Start of Excerpt provided

Will the 'Google Map toilet finder' help towards a Swachh Bharat?
Ever been stuck in the middle of some place outdoors stressed at how long you'll have to hold before you reach a toilet?
Google has a rescue plan for such situations that was launched yesterday by Union Minister M Venkaiah Naidu.
Whip out your smart phone, open Google Maps and type "toilet". Voila! Little red dots mark all the toilet options surrounding you. Click on the one nearest to you and you have just the information you need: Exact location, timings, phone number, a picture and a review, which will reflect once people start actually using the toilets.
The facility is no doubt useful, especially in a country that has made cleanliness its national agenda. It is especially useful for women travellers who don't enjoy the cultural luxury of relieving themselves on roadsides.
Building a finder unlike others
The need to have a digital toilet finder was detected last year. In fact, the government's own Swachh Bharat toilet finder is a good app that shows you more public toilets with additional information such as whether it is paid or free, western or Indian, disabled-friendly and whether it contains the facility to dispose sanitary napkins. The app also helps you filter your requirements to enable a more accurate search result. But the app has seen very few users. After all when our phones are already loaded with apps, who wants to waste phone memory to download a toilet finder app unless you are very pregnant or diabetic.

End of Excerpt provided
Start of Available data

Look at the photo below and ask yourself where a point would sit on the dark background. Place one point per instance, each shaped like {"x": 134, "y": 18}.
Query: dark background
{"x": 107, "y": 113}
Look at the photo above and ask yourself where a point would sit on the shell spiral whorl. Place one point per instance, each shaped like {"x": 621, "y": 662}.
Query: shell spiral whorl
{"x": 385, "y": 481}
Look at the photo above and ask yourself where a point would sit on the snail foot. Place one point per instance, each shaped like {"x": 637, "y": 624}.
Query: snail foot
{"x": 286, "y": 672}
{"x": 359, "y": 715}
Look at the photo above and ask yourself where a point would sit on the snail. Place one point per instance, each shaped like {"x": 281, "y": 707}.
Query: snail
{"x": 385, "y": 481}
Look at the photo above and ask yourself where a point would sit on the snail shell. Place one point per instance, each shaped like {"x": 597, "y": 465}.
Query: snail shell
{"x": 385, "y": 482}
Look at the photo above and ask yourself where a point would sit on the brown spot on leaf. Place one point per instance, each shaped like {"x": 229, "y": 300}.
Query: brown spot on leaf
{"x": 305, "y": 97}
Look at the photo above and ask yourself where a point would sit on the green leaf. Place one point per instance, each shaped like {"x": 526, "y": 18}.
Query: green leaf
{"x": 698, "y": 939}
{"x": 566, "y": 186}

End of Available data
Start of Available data

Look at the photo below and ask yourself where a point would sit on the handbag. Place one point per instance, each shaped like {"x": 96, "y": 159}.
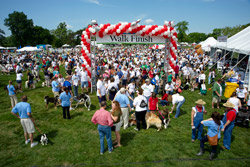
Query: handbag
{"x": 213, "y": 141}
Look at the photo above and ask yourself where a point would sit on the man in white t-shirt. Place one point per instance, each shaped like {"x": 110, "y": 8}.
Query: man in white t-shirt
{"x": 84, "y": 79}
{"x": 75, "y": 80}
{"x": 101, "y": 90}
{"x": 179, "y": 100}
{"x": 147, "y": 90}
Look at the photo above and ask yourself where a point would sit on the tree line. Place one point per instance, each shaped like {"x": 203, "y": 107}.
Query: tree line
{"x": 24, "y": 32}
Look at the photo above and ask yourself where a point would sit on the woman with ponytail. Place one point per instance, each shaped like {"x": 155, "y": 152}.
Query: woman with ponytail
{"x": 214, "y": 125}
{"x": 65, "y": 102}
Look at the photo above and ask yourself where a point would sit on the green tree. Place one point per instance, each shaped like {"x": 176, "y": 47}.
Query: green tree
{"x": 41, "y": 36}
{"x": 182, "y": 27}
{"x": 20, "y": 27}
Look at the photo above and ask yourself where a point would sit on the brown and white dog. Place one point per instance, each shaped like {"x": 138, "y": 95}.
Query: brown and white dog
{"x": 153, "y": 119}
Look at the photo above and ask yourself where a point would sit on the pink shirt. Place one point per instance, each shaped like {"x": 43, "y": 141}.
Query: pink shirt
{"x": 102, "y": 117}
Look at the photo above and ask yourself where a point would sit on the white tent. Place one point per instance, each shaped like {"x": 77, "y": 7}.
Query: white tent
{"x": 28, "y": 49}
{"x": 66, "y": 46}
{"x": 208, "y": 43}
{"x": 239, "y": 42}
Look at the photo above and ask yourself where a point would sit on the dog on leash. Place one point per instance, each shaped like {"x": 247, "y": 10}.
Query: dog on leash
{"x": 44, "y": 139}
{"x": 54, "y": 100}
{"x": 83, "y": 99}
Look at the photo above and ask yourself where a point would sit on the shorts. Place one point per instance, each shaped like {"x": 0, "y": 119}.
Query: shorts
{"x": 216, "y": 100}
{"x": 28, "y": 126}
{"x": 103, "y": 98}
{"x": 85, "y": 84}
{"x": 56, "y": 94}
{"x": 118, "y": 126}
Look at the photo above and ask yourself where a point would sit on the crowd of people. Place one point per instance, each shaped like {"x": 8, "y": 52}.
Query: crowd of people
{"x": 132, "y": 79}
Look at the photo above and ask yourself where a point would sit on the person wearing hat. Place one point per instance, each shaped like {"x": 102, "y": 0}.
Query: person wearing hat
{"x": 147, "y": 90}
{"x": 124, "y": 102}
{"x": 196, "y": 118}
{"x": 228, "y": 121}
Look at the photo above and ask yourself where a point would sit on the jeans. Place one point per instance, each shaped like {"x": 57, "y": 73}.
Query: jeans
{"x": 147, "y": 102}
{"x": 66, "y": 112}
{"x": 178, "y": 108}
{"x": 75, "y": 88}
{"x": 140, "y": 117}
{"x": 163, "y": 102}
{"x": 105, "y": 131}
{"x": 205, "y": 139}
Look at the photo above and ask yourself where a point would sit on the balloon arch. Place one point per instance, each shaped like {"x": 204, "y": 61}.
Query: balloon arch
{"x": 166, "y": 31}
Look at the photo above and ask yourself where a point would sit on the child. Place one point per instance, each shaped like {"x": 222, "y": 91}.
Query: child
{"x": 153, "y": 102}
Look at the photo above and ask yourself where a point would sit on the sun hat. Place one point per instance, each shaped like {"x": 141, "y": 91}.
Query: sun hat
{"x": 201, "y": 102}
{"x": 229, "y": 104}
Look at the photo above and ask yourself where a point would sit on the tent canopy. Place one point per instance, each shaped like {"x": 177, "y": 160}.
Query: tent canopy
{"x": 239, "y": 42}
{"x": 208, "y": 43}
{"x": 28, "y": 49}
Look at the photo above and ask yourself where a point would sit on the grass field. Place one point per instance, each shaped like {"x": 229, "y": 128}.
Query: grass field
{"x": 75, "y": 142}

End of Available data

> **Tasks to complete**
a - Reproduce the passage of the article on the Google Maps toilet finder from "Will the 'Google" up to and including "themselves on roadsides.".
b - Write a continuation of the article on the Google Maps toilet finder, beginning after its final sentence.

> **Answer set**
a -
Will the 'Google Map toilet finder' help towards a Swachh Bharat?
Ever been stuck in the middle of some place outdoors stressed at how long you'll have to hold before you reach a toilet?
Google has a rescue plan for such situations that was launched yesterday by Union Minister M Venkaiah Naidu.
Whip out your smart phone, open Google Maps and type "toilet". Voila! Little red dots mark all the toilet options surrounding you. Click on the one nearest to you and you have just the information you need: Exact location, timings, phone number, a picture and a review, which will reflect once people start actually using the toilets.
The facility is no doubt useful, especially in a country that has made cleanliness its national agenda. It is especially useful for women travellers who don't enjoy the cultural luxury of relieving themselves on roadsides.

b -
The Google toilet finder is not a separate app. It is merely a facility within the existing Google Maps that now enables you to search for toilets, as you would for ATMs, petrol pumps and hospitals. There lies the first and foremost reason why this will be used more than all the others.
So far, data on the geographic location of two lakh toilets has been gathered and it will look to integrate data on all public toilets - even those in private buildings - with Google Maps. When launched, the app will have additional features such as cleanliness ratings, whether the toilet is of western or Indian style, or if it is free or paid. For now, the Google toilet locator will have details on just the location of all toilets in the National Capital Region (Delhi, Gurgaon, Faridabad, Ghaziabad and Noida) and Madhya Pradesh, to be followed by other states soon.
Will this help?
Data says only a third of all mobile phone users in India have a smart phone. That's only 30 million Indians. But with this government's push towards digitisation, that amount is expected to grow rapidly. While the Google toilet finder might seem to impact an insignificant population, that is set to change.
Speaking about the progress of the Swachh Bharat Mission in urban areas since its launch in October 2014, Naidu said the mission picked up momentum in 2016 with 502 cities and towns including the New Delhi Municipal Council declaring themselves 'Open Defecation Free'. Another 237 cities and towns are set to become ODF by March next year.
Against the target of constructing 66 lakh individual household toilets, 27,81,883 such toilets have already been built and construction of another 21,43,222 is in progress. While over five lakh community and public toilet seats are to be built, 1.07 lakh seats have already been built so far and another 1.30 lakh toilet seats are under construction.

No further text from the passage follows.